• Provided records:
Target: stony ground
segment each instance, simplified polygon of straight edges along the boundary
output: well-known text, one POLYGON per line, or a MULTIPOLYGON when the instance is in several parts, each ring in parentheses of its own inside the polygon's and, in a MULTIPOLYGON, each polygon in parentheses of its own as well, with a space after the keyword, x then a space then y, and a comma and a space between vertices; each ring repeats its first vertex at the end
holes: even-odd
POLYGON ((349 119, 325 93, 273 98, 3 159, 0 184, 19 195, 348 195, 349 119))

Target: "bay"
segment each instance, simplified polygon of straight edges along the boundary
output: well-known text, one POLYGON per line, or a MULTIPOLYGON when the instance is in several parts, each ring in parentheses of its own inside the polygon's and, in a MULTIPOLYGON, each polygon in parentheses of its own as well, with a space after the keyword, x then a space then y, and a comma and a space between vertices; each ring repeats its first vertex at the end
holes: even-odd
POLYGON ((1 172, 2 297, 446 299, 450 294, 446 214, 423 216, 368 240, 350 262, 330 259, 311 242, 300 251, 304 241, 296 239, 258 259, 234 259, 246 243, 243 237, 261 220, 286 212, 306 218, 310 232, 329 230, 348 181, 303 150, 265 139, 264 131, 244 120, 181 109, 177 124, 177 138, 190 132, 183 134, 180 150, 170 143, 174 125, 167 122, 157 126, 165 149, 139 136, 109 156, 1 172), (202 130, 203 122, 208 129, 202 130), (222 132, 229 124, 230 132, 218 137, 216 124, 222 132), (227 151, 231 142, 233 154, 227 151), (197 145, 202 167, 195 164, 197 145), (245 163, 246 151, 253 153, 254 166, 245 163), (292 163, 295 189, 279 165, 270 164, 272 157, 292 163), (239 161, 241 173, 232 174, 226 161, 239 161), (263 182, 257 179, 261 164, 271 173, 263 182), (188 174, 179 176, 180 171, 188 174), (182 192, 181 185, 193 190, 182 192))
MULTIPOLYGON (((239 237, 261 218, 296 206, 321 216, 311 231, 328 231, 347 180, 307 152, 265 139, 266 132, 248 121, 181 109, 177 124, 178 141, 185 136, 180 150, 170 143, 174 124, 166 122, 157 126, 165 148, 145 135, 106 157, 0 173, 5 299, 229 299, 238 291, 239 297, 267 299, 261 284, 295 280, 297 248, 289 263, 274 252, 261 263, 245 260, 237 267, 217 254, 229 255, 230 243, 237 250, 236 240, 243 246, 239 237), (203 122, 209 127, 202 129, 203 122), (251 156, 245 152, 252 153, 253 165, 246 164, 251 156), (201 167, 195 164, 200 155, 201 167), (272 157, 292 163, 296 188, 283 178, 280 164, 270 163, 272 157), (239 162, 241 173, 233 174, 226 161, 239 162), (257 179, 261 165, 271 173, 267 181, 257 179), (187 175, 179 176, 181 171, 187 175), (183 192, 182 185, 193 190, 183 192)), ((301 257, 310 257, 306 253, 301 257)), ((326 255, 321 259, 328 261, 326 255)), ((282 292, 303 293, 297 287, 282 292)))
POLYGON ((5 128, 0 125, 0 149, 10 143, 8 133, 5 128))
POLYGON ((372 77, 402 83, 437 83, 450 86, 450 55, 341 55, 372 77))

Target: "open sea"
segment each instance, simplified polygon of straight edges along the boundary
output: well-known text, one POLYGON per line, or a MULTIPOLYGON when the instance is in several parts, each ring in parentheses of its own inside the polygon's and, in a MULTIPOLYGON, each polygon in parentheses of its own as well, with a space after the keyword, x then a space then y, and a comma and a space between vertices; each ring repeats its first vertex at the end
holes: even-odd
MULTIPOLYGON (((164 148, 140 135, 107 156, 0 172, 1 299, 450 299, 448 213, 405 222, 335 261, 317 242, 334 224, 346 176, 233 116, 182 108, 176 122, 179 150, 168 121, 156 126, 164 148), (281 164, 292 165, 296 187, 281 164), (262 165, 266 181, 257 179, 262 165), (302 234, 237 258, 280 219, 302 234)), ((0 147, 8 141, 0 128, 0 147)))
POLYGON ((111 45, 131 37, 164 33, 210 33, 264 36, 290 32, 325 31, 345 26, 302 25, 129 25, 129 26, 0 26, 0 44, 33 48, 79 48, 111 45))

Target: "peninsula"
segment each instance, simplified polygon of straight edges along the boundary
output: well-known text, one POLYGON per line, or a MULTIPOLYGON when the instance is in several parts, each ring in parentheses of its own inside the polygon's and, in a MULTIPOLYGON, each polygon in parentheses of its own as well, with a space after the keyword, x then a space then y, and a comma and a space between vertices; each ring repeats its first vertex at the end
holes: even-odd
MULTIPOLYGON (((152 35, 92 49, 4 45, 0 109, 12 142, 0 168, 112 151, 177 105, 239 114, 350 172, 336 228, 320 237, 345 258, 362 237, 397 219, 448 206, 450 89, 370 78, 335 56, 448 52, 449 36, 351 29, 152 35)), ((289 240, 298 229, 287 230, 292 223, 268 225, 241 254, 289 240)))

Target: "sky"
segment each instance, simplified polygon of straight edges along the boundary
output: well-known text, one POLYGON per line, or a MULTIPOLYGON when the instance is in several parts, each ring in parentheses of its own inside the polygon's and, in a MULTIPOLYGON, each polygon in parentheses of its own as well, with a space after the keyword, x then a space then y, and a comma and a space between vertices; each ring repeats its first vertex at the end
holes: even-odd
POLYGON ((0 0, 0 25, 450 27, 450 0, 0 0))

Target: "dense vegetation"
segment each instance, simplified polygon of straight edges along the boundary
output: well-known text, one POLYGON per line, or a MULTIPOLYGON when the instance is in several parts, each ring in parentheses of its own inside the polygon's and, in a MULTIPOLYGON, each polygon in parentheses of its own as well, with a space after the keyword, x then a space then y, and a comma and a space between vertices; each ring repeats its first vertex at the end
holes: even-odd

• Try it: Give the number of lines in the listing that hold "Target", with no other words.

• Response to this exercise: 6